Records from a dataset

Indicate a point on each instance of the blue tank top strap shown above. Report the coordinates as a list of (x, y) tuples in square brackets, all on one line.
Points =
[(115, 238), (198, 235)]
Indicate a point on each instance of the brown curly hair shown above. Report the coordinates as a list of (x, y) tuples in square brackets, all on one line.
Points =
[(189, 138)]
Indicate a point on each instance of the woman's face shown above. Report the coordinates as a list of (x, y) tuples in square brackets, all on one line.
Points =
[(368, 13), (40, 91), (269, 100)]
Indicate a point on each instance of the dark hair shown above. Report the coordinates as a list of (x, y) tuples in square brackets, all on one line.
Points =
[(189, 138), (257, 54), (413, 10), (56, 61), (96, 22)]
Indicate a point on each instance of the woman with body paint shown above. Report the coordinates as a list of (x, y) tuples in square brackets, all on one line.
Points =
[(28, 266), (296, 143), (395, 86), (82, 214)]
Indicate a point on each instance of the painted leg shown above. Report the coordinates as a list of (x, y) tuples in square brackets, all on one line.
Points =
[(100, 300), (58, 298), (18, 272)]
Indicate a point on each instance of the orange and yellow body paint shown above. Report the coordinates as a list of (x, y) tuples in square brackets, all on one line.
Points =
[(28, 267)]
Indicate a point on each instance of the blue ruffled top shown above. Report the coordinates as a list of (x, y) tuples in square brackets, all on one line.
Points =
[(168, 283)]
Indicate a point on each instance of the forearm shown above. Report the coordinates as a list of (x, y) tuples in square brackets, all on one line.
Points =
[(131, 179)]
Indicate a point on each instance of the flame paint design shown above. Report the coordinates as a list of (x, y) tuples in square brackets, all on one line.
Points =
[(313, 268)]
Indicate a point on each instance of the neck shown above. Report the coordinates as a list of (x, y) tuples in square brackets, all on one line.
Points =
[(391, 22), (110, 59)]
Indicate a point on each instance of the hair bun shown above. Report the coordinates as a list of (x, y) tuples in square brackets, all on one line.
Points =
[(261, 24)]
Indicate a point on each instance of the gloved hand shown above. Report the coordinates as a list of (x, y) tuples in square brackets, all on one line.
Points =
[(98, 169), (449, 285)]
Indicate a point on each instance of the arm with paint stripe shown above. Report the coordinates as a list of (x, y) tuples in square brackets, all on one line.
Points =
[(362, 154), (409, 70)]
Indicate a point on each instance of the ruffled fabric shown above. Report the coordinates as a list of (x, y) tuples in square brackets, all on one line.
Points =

▸ To do
After reading each line of the data, give only the number of lines that include the word "woman".

▸ Exercise solution
2